Is V-Fib Shockable? How AEDs Detect and Treat It

Yes, ventricular fibrillation (V-fib) is a shockable rhythm. It is one of only two cardiac arrest rhythms that can be treated with a defibrillator shock, and identifying it quickly is critical because survival drops by 7 to 10 percent for every minute defibrillation is delayed.

Why V-Fib Responds to a Shock

During V-fib, the heart’s electrical signals become completely chaotic. Instead of firing in a coordinated wave that makes the muscle squeeze blood forward, dozens of tiny electrical circuits fire at random, causing the heart to quiver uselessly rather than pump. No blood reaches the brain or organs.

A defibrillator shock works by delivering a large burst of electrical energy that forces every heart cell to reset at the same moment. Think of it like rebooting a crashed computer. Once all the cells are briefly stunned into silence, the heart’s natural pacemaker has a chance to restart a normal, organized rhythm. This only works when there is still electrical activity happening in the heart, which is why V-fib responds to a shock and other rhythms do not.

The Two Shockable Rhythms

Cardiac arrest rhythms fall into two categories: shockable and non-shockable. The shockable rhythms are:

  • Ventricular fibrillation (V-fib): disorganized electrical signals with no effective heartbeat
  • Pulseless ventricular tachycardia (V-tach): a very fast but organized rhythm (over 100 beats per minute) where the heart beats too rapidly to fill with blood, producing no pulse

The non-shockable rhythms are:

  • Asystole: no electrical activity at all, a flatline
  • Pulseless electrical activity (PEA): the heart shows organized electrical signals on a monitor but isn’t actually pumping blood

The distinction matters because shocking a flatline or PEA does nothing. There are no electrical signals to reset. These rhythms require CPR and medications, not defibrillation. Patients found in a shockable rhythm generally have higher survival rates than those in non-shockable rhythms.

* [Your assignment]
In the article on V-fib above, how much does survival drop for every minute that defibrillation is delayed?

* [Extracted records]
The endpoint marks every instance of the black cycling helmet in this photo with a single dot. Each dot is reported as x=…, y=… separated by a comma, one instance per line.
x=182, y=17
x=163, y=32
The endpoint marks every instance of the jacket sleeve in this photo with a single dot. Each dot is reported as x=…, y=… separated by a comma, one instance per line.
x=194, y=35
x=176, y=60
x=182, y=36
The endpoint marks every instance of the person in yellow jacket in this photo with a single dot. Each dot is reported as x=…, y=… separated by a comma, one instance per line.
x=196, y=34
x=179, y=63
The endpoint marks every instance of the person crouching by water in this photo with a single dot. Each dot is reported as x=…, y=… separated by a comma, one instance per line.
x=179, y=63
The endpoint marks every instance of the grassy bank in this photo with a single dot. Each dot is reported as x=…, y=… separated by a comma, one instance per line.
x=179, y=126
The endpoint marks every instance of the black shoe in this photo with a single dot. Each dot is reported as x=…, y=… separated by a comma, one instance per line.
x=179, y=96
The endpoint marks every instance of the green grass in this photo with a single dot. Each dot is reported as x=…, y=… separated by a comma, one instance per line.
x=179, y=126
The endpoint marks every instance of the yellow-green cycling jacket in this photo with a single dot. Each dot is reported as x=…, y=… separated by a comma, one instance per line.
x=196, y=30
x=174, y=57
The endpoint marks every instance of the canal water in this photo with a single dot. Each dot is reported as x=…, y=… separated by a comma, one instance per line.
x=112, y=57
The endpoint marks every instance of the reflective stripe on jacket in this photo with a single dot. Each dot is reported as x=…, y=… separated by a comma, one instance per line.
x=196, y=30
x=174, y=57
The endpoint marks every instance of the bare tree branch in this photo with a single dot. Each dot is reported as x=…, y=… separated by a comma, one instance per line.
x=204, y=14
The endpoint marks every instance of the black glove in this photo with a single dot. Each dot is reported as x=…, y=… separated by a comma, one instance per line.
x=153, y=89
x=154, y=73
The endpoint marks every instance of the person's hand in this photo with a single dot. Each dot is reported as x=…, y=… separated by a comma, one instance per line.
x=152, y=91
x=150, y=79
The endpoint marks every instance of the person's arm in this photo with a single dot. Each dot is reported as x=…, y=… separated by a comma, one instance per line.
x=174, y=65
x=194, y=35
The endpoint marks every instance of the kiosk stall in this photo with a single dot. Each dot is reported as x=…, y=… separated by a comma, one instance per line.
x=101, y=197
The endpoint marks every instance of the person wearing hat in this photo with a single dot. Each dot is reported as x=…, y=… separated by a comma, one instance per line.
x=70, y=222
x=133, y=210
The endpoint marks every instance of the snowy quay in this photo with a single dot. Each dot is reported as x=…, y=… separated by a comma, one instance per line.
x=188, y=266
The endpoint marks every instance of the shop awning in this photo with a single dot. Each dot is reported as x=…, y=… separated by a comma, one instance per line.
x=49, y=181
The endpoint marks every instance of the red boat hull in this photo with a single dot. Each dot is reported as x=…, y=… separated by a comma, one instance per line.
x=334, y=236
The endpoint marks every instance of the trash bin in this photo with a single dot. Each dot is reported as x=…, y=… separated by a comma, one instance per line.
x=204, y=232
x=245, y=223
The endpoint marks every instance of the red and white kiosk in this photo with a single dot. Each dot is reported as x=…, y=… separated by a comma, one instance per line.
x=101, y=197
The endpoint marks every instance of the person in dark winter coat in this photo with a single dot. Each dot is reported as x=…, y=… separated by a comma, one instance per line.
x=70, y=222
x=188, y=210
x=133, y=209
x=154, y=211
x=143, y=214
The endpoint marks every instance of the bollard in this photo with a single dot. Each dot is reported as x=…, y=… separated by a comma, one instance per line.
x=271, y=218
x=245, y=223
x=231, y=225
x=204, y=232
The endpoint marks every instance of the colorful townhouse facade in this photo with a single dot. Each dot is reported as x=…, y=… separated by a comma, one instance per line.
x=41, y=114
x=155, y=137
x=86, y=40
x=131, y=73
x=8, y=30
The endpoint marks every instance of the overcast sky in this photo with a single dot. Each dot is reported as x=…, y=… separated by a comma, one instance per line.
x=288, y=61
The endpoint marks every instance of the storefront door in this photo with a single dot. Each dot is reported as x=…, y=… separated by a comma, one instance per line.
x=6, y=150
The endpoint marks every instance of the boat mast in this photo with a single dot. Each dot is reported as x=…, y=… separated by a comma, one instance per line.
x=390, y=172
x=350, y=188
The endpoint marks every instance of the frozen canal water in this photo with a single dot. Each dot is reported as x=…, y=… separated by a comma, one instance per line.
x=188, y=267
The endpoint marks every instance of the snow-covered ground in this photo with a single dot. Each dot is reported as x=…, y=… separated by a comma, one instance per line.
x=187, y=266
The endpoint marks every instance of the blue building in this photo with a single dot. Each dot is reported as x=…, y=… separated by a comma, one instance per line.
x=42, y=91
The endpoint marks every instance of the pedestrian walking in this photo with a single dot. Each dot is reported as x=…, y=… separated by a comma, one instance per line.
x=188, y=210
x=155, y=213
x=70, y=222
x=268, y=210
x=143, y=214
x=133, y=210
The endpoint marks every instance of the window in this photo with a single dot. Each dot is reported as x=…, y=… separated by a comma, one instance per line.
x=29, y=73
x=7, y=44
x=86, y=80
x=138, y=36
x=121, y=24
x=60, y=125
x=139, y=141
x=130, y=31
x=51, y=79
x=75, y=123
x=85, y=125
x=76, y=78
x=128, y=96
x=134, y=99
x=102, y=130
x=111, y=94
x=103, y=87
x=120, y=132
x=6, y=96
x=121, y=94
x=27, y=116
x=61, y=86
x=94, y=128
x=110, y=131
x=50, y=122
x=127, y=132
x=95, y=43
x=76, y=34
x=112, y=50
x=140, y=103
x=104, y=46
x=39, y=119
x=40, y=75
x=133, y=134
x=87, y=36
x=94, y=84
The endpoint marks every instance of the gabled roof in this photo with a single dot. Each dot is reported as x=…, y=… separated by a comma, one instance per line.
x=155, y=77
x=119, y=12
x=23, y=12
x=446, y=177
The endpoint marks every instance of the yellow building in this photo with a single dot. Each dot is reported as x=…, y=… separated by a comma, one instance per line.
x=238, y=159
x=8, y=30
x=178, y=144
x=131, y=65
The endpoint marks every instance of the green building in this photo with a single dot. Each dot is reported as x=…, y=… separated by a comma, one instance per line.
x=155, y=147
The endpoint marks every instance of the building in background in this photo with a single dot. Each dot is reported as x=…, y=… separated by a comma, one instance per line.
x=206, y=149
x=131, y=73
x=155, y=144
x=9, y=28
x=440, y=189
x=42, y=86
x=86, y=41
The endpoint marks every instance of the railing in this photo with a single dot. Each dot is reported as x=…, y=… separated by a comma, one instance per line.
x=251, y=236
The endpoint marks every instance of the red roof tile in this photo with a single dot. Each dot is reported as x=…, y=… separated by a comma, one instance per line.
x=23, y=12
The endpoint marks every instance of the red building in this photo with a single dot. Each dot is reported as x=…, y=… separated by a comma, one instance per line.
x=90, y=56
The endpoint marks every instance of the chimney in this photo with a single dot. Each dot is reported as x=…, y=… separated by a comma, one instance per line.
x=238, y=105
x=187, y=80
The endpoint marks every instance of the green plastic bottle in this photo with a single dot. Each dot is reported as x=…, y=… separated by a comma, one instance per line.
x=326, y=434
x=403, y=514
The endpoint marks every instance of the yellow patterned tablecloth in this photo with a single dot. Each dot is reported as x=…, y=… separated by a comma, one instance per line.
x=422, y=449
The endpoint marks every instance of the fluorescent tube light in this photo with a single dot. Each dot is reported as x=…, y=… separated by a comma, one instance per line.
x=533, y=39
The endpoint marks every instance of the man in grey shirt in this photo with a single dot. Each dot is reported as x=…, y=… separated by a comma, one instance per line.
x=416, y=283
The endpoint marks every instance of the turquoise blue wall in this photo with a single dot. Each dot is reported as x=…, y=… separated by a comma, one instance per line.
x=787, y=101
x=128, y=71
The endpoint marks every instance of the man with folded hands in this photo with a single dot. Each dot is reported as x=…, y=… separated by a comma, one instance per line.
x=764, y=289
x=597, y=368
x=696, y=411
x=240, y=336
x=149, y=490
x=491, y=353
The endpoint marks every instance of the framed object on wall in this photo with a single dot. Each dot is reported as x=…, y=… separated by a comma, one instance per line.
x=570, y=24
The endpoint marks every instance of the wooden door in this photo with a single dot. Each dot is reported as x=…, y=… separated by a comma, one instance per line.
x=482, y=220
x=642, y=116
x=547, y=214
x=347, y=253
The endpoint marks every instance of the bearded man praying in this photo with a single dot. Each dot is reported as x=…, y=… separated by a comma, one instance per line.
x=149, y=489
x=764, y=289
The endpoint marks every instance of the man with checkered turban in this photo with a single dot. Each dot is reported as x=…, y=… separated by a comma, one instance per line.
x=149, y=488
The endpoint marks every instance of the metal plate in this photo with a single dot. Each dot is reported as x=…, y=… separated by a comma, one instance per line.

* [Exercise solution]
By 7 to 10 percent.